> _Assigned task_:
The lines to repeat run from the one containing "of the ceiling" through the last line of the records below; repeat them exactly and give nothing more.

-- Extracted information follows --

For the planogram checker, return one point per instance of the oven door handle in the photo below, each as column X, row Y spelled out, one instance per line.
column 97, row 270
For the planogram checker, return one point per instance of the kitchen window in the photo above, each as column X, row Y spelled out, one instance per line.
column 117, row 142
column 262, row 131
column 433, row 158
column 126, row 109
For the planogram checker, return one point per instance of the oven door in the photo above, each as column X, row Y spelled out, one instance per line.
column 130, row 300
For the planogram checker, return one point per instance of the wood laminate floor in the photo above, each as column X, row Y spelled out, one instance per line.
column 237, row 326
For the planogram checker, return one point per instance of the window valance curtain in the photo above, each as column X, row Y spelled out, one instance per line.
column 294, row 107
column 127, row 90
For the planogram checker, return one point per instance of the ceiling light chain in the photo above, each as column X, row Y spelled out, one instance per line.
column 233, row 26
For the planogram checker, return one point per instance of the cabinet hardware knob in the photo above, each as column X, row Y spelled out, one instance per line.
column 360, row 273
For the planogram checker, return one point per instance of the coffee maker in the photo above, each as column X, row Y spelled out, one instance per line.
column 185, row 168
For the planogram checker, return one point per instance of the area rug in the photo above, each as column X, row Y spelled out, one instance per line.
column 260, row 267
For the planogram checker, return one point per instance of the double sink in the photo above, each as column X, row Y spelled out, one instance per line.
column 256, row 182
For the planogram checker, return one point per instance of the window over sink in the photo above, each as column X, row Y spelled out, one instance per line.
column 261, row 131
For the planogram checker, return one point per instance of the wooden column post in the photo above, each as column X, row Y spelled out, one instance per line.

-- Extracted information concluded --

> _Solution below_:
For the planogram checker, return one point per instance of the ceiling light chain in the photo above, each as column X, row Y spelled out, one instance per line.
column 233, row 26
For the planogram checker, return one point per instance of the cabinet hardware knob in the photo above, each as column X, row Y spelled out, one instance per line.
column 360, row 273
For the planogram checker, return one point per instance of the coffee maker in the photo above, each as column X, row Y spelled out, one instance per line.
column 185, row 168
For the planogram checker, return one point per instance of the area rug in the photo above, each as column X, row Y spelled out, one instance per line.
column 260, row 267
For the planogram checker, return one point per instance of the double sink in the photo above, each as column X, row Y spelled out, one instance per line.
column 256, row 182
For the planogram checker, return one point per instance of the window over sink in the photo above, each as column X, row Y spelled out, one instance per line.
column 261, row 131
For the planogram checker, return one point per instance of the wooden column post in the photo above, each as column X, row Y spelled out, one instance per line.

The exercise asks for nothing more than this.